> _What is being asked_
Look below for the line containing "Every instance of the white overcast". Output it and each remaining line of the entries exactly, and nothing else.

> _Record extracts_
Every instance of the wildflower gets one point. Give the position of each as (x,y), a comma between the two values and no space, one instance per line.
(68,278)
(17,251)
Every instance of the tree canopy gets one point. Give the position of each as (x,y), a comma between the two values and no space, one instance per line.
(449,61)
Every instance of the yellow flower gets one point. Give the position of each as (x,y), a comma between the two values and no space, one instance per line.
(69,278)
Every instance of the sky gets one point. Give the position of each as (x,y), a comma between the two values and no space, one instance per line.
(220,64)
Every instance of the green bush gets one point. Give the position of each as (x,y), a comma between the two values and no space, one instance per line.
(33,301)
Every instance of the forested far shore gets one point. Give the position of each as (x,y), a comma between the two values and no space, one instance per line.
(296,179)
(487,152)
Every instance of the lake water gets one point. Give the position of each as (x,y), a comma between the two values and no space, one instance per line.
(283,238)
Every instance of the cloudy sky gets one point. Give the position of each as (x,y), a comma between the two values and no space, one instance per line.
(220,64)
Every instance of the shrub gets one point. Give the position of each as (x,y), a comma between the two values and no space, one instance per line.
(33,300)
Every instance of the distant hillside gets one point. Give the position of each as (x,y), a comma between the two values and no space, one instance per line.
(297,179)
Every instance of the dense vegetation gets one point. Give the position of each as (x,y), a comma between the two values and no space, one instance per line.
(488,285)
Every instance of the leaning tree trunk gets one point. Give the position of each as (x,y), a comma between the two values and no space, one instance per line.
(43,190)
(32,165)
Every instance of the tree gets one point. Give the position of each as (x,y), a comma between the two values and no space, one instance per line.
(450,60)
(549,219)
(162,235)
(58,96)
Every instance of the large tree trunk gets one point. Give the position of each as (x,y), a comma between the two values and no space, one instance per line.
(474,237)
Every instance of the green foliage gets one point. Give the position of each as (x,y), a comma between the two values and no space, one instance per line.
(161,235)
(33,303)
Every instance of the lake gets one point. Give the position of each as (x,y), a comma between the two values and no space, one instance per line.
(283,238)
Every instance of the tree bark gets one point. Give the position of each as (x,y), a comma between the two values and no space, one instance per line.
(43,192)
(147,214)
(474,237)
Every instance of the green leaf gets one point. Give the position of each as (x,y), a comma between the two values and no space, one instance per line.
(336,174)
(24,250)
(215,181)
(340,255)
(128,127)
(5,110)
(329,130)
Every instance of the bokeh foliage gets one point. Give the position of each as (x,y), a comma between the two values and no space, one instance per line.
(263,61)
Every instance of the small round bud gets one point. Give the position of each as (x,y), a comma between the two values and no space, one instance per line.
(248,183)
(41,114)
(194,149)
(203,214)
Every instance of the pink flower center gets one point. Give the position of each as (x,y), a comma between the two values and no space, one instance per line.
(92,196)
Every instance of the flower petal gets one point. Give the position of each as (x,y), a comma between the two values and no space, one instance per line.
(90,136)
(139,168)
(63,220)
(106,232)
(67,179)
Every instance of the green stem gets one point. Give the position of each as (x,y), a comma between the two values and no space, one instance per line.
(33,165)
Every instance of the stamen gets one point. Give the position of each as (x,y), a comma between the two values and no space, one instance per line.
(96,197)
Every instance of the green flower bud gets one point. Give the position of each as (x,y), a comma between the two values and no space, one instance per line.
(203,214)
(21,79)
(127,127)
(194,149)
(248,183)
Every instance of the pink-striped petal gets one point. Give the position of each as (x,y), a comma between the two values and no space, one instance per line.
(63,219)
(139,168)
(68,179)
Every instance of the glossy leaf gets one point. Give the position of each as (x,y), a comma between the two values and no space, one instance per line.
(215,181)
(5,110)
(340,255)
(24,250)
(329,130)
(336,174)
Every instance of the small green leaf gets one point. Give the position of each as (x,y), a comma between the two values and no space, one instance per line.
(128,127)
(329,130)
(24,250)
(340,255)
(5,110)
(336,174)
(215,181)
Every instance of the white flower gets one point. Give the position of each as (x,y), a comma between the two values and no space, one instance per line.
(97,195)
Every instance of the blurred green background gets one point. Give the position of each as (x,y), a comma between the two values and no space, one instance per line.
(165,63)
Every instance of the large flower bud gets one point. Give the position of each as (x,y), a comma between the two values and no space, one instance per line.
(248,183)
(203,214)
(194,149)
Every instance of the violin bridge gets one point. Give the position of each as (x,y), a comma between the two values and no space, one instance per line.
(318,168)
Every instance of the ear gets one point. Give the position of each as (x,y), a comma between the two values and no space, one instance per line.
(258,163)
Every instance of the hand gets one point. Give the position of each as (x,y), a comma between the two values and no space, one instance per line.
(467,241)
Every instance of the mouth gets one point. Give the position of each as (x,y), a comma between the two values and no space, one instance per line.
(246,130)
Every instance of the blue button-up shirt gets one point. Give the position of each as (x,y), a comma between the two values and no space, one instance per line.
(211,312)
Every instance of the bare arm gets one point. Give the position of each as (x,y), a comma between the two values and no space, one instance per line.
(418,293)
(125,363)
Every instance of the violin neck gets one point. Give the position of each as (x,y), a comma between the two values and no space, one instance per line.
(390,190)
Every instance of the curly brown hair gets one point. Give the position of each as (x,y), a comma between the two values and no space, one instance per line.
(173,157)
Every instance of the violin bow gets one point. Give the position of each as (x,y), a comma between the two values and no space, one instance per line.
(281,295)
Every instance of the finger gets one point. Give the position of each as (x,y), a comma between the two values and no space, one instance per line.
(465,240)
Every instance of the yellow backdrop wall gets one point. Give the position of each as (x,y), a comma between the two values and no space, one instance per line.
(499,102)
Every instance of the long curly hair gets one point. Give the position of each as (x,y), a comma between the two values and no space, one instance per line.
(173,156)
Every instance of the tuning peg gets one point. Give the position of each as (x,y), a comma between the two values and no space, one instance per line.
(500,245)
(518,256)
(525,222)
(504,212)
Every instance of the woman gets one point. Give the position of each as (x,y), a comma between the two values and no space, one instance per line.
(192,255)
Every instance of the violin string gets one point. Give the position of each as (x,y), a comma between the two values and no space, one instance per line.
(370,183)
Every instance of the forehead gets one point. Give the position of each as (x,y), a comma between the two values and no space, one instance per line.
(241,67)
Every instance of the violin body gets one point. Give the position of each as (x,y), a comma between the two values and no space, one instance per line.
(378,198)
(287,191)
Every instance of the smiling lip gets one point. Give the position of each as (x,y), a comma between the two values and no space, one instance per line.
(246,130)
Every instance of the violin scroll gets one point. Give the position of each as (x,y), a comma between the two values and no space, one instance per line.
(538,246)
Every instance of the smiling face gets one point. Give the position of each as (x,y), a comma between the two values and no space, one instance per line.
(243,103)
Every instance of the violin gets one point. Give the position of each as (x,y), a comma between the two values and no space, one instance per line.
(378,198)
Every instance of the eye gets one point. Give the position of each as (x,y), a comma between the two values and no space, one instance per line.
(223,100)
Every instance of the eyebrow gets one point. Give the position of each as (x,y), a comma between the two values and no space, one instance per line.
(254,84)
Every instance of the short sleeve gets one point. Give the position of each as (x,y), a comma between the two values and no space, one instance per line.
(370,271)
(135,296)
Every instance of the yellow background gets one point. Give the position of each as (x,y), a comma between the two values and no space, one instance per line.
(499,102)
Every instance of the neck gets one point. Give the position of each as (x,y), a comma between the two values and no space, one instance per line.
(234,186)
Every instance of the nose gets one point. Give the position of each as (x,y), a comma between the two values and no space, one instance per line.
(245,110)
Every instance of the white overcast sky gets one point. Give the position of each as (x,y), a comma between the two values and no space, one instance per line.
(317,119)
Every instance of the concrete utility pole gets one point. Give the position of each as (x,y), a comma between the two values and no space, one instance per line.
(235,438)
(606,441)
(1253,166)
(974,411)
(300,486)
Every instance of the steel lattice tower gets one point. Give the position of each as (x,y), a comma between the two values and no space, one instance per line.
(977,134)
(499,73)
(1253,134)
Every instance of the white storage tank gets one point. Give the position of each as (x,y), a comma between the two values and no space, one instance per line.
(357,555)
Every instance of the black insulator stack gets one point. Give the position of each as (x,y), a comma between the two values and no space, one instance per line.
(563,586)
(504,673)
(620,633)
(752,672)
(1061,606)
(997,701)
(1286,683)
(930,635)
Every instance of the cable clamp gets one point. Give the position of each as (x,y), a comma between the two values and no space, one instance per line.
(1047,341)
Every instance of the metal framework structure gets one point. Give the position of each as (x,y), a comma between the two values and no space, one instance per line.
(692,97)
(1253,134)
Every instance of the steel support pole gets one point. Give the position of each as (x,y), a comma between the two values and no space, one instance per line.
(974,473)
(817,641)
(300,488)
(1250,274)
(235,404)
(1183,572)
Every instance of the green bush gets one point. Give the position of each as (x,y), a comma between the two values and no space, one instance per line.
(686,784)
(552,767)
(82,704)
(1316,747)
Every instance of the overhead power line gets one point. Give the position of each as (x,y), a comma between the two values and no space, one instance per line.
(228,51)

> _Task output_
Every instance of the white overcast sky gets one point. Give the position of each as (x,y), a comma between the two values and no space, one instance per line.
(317,119)
Every instance of the concrete utility pole gets one point. Give the position of each as (x,y), a comma between the two values and no space, one instance per line.
(235,438)
(606,441)
(1253,166)
(974,411)
(300,486)
Every instance of the steel lattice tower gets one point. Give the position of each as (x,y), a comma between the two values and no space, one instance per line.
(977,134)
(499,73)
(1253,134)
Every instance of the white storage tank gets one point. Give the position of each as (x,y), a comma between the two values and no space, one instance per line.
(357,555)
Every instance of the black insulator stack gets one point. Give the position of each as (x,y), a comma between the two values and no space, one instance per line.
(563,586)
(504,673)
(620,633)
(752,672)
(1061,606)
(997,701)
(1286,683)
(930,635)
Every instance of the cable clamp gets one point. Give the position of each as (x,y), a comma between the two values and no space, one instance per line.
(1047,341)
Every instance of the metal framework structure gets one point. Give the position of each as (x,y), a comma between the two values and no space, one instance per line.
(692,97)
(1253,134)
Every instance of the steel support pole gets one point. Give the position of each as (x,y), a comma between the two values and no space, one instance per line.
(974,473)
(817,641)
(300,488)
(1250,274)
(235,404)
(1183,572)
Every instance of the green bush gets one point. Give the position of each as (x,y), a comma between the two values and no space, one instance per line.
(686,784)
(552,767)
(82,704)
(1316,747)
Every instance of the overhead power line gets one point. Give the position of each as (x,y), a comma between the two values and no space, one instance per line.
(228,51)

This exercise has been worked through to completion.